◆ **EXERCISE REQUIREMENTS**
1 - In the passage on Iran's military in early 1979, which things does the sentence beginning "The military, because of its compartmentalization" say the military feared?
2 - In the passage on Iran's military in early 1979, what cause did General Gholam Ali Oveissi cite for his resignation?

◆ **TEXT PASSAGE**

There is a spirit of rebellion inside the army . . . and if an Islamic government is installed in Iran, these soldiers and young officers will obey and follow the leaders who follow Khomeini's instructions.(Note 20)

Amid speculation about the imminent departure of the Shah in early 1979, senior officers in the armed forces expressed their dismay at the possibility of a new civilian government and apprehension concerning their collective and individual fates. With the Shah gone, the military's status in the new regime would be significantly altered. Additionally, there were concerns about the collective fate of the military since it had borne the brunt of public anti-Pahlavi sentiment. In spite of these factors, the military as an institution had maintained internal discipline imposed from above principally because of a sense of loyalty to the Shah. With his departure, the military feared being dismembered at the hands of a new regime as well as at the hands of the people. In terms of weaponry, the military did not fear the populace. Their concern was that with the Shah removed from their future, discipline would erode; leaderless, they would be unable to withstand popular demands for justice because of the armed forces' role in suppressing anti-Pahlavi sentiment. The military, because of its compartmentalization, also feared corporate inertia, an institutionalized inability to act, and longstanding internal rivalries that would render them useless.(Note 21) In spite of these fears, the military took no steps to remedy these deficiencies, again because of an incapacity to coordinate and communicate amongst themselves.

On January 4, 1979, General Gholam Ali Oveissi, the Iranian Army commander and martial-law administrator of Tehran, resigned. The general cited health reasons as the cause of his resignation. He was disliked by the populace for his hardline views and he was vehemently opposed to any abdication of power by the Shah. In itself, the general's resignation is a negligible footnote, but in the context of political and societal turmoil, his resignation took on another significance in terms of lowering the morale of the soldiers he commanded.(Note 22) His resignation, in the opinion of Carter administration officials, reduced the possibilities of strong military opposition to a post-Pahlavi regime.(Note 23)

◆ **AVAILABLE DATA**
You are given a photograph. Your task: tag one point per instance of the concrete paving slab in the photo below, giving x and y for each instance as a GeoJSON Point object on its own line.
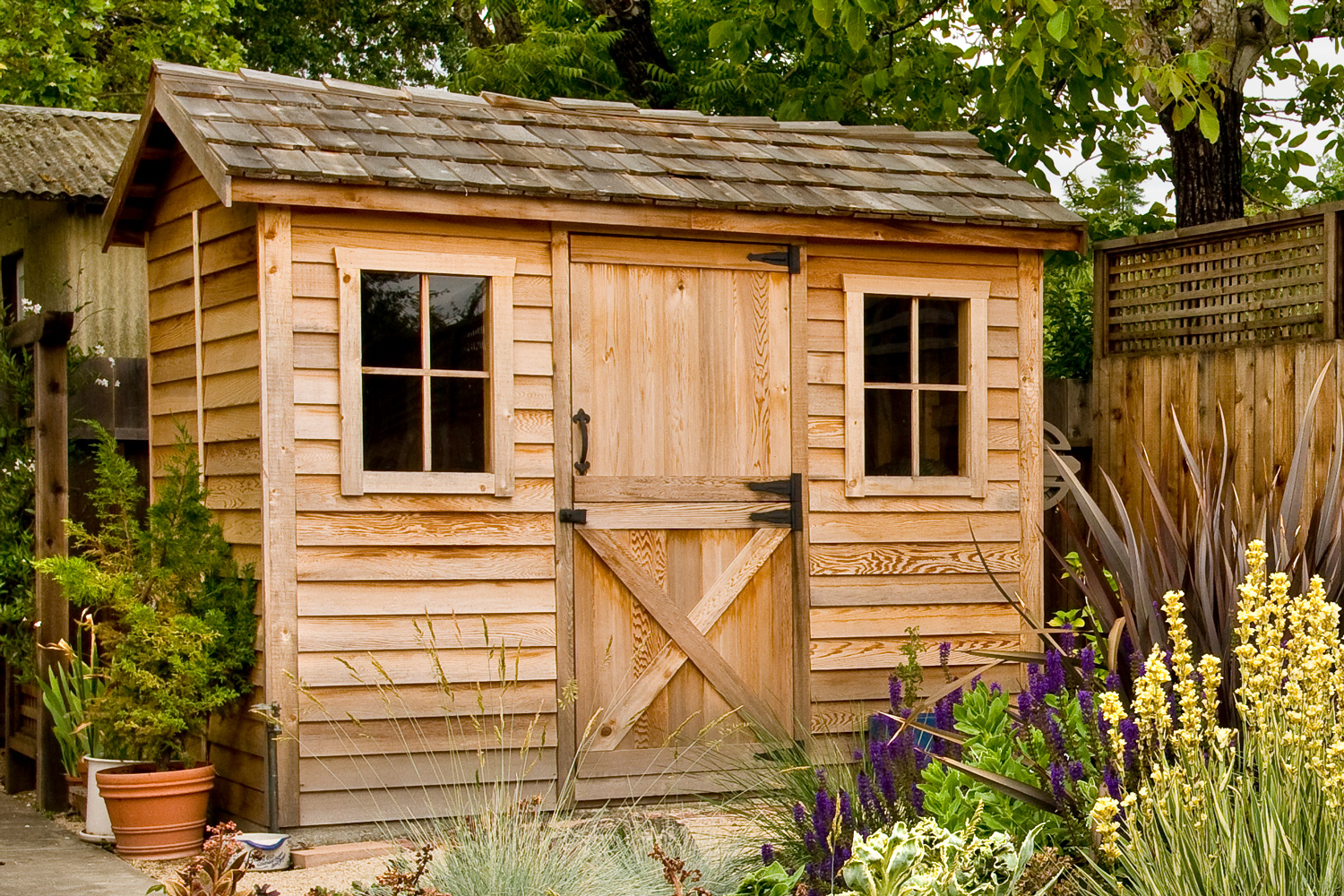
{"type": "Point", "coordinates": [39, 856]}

◆ **TASK-BY-TASK OUTPUTS**
1 -
- Corporate inertia
- An institutionalized inability to act
- Longstanding internal rivalries that would render them useless

2 - Health reasons.